- [AIM OF THE EXERCISE]
The required output is every line from the beginning of the entries below through the line that includes "target: white breast", copied exactly.

[Stored items]
=== Section Start ===

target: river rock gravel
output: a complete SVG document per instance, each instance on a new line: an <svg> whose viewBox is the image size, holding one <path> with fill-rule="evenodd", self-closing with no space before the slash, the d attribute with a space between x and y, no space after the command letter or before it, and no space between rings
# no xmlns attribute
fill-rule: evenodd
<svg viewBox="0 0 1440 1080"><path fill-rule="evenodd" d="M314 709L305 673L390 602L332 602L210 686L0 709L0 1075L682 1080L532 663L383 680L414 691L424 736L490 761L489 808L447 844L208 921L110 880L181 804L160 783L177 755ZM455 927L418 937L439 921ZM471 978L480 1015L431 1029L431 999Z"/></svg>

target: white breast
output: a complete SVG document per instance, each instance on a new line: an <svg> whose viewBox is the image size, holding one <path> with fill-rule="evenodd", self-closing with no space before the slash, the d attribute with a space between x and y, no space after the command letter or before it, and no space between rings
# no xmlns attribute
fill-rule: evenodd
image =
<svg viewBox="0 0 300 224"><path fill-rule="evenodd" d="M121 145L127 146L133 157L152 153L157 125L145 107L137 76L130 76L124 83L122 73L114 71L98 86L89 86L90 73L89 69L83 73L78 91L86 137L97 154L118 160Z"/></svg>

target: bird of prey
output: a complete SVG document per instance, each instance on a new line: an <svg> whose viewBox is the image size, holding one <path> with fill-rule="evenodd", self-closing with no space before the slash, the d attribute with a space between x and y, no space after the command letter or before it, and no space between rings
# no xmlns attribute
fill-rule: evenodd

=== Section End ===

- [RESPONSE TO THE TASK]
target: river rock gravel
output: a complete SVG document per instance, each instance on a new line: an <svg> whose viewBox is the image size, holding one <path> with fill-rule="evenodd", self-closing with no space before the slash, the d attribute with a space between x and y, no space after the command letter or before it, and no space between rings
# no xmlns attribute
fill-rule: evenodd
<svg viewBox="0 0 1440 1080"><path fill-rule="evenodd" d="M314 709L305 673L390 602L332 602L210 686L0 709L0 1075L682 1080L532 663L383 680L414 691L424 736L490 761L489 808L447 844L208 921L110 880L181 804L160 783L177 755ZM455 927L418 937L439 921ZM471 978L480 1015L431 1029L431 999Z"/></svg>

target: white breast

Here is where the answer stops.